DATA TO PROCESS ::
********************
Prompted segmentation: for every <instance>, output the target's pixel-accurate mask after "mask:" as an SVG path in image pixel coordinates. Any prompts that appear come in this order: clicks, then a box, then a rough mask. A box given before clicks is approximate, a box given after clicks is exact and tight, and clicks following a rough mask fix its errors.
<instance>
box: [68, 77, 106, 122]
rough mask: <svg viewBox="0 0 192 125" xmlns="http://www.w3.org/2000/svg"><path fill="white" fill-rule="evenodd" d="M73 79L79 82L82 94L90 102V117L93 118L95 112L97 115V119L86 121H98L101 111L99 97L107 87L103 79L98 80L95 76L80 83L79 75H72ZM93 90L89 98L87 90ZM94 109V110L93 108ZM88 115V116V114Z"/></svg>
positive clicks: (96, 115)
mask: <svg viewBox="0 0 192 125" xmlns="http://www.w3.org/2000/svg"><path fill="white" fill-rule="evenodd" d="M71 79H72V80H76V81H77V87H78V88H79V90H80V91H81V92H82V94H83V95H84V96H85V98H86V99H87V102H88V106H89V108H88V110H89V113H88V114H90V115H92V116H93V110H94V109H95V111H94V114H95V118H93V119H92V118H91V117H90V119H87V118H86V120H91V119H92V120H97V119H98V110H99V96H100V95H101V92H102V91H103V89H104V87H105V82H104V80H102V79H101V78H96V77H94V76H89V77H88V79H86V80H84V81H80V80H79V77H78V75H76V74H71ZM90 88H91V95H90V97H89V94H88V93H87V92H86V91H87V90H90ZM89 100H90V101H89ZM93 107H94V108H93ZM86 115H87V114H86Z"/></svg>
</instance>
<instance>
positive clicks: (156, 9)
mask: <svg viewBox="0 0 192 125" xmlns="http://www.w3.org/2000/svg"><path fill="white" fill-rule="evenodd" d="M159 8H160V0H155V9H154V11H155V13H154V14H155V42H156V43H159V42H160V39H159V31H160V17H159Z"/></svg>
********************
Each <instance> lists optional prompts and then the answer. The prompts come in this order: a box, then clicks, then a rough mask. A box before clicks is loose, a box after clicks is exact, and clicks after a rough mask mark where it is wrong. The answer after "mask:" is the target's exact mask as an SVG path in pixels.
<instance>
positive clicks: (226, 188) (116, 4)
********************
TO DO :: Take the listing above and repeat exactly the lines from the one containing "Each <instance> lists" through the one containing "positive clicks: (226, 188) (116, 4)", both included.

YOUR RESPONSE ::
Each <instance> lists optional prompts and then the answer. The prompts come in this order: a box, then clicks, then a rough mask. A box before clicks is loose, a box after clicks is exact, and clicks after a rough mask mark where it is wrong. The answer after "mask:" is the target's exact mask as an SVG path in pixels.
<instance>
positive clicks: (226, 188) (116, 4)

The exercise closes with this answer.